In the material below, find every line containing "header" and copy that line.

*** Material for this exercise Section Begins ***

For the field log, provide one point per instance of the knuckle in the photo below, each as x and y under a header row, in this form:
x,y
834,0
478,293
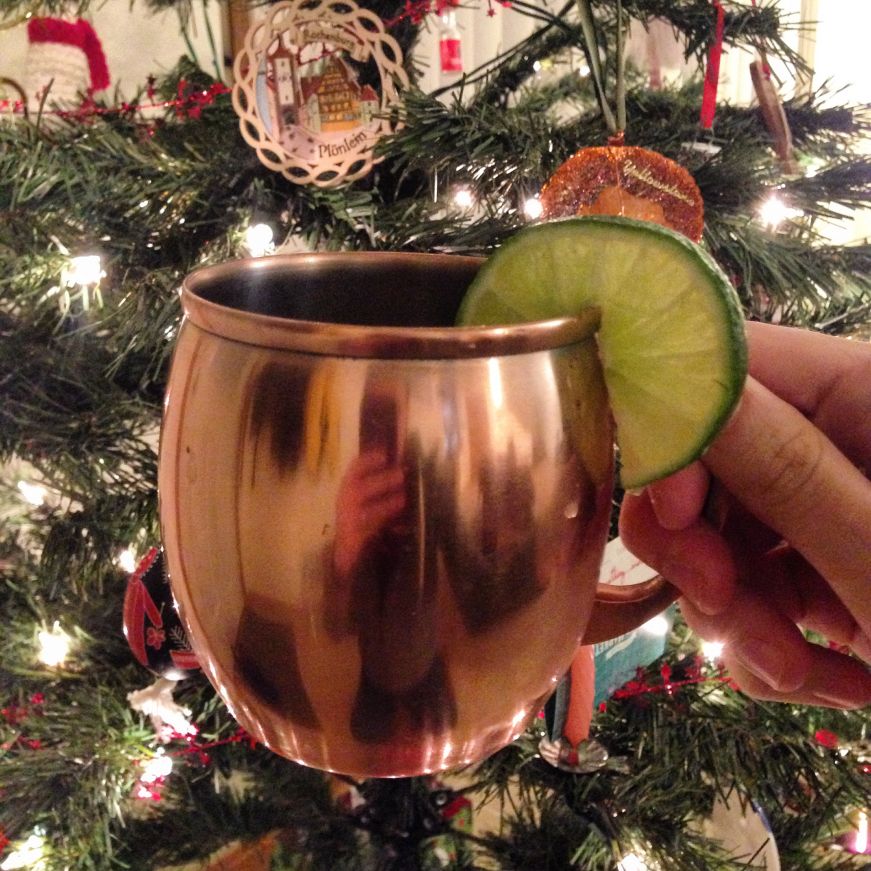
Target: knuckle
x,y
792,474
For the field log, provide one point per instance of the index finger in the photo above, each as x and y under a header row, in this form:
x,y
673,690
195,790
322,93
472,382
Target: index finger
x,y
786,472
824,377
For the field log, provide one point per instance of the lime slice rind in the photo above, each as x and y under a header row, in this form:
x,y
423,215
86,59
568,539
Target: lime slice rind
x,y
671,338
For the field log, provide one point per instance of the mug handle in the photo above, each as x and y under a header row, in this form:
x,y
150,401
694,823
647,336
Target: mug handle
x,y
620,609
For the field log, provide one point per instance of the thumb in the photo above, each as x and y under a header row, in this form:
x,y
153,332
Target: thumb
x,y
786,472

*** Material for this exercise Section Ends ***

Completed task:
For the field log, provide one point per instance of the knuckle in the photo below, each as x and y under a header row, in this form:
For the field log, provide one point per instance of the index finger in the photo above, each as x and y under a header row, in this form:
For the field log, provide one point per instance of the lime slice rind in the photo above, each as x and y under a header row, in this form:
For the field log, provide one point per instance of the mug handle in the photo above, each as x and y under a header row, in this form:
For the field log, provide one point per instance of the thumb in the photo above, each as x and y under a header row, in this form:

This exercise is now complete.